(박스 라벨 데이터셋 발췌)
--------

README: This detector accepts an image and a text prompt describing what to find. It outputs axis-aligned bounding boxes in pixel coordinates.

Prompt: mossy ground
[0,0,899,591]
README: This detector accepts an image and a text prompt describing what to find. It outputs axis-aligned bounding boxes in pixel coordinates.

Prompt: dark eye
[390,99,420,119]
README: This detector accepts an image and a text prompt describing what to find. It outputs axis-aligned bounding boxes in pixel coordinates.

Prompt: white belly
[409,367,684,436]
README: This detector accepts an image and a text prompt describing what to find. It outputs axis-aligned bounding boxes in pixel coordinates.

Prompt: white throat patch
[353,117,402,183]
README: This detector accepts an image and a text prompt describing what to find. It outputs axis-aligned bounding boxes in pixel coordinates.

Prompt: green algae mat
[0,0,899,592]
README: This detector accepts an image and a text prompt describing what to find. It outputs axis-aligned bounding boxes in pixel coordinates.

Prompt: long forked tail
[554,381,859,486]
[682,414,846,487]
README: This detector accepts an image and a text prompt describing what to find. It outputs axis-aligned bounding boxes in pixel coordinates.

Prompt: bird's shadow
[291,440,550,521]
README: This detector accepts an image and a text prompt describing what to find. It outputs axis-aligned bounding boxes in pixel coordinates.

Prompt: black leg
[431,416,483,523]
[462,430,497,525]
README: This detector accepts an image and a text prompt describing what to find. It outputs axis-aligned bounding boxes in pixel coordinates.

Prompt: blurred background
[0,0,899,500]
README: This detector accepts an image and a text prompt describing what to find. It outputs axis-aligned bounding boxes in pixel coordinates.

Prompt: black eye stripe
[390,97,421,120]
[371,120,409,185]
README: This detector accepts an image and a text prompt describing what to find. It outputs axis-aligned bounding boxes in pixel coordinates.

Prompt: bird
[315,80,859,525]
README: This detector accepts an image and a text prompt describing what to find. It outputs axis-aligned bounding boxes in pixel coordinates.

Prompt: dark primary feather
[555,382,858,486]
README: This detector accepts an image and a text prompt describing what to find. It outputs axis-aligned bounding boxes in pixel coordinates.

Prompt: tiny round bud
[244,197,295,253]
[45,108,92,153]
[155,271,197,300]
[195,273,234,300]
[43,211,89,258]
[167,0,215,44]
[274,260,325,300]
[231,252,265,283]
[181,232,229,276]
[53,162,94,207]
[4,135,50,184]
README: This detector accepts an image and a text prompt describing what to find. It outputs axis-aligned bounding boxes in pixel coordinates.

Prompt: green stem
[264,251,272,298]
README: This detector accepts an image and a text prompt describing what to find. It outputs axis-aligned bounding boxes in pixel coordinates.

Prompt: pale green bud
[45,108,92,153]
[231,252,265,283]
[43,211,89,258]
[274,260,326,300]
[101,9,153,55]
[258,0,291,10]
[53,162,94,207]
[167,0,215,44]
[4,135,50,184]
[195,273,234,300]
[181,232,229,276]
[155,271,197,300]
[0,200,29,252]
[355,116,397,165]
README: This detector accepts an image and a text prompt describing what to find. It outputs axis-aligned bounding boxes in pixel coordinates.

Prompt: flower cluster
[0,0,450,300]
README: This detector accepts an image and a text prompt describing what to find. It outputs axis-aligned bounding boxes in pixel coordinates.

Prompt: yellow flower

--------

### 목표
위 자료에서 "dark"라는 문자열이 들어 있는 줄이 몇 개인지 숫자만 쓰세요. 대소문자는 구별합니다.

### 결과
2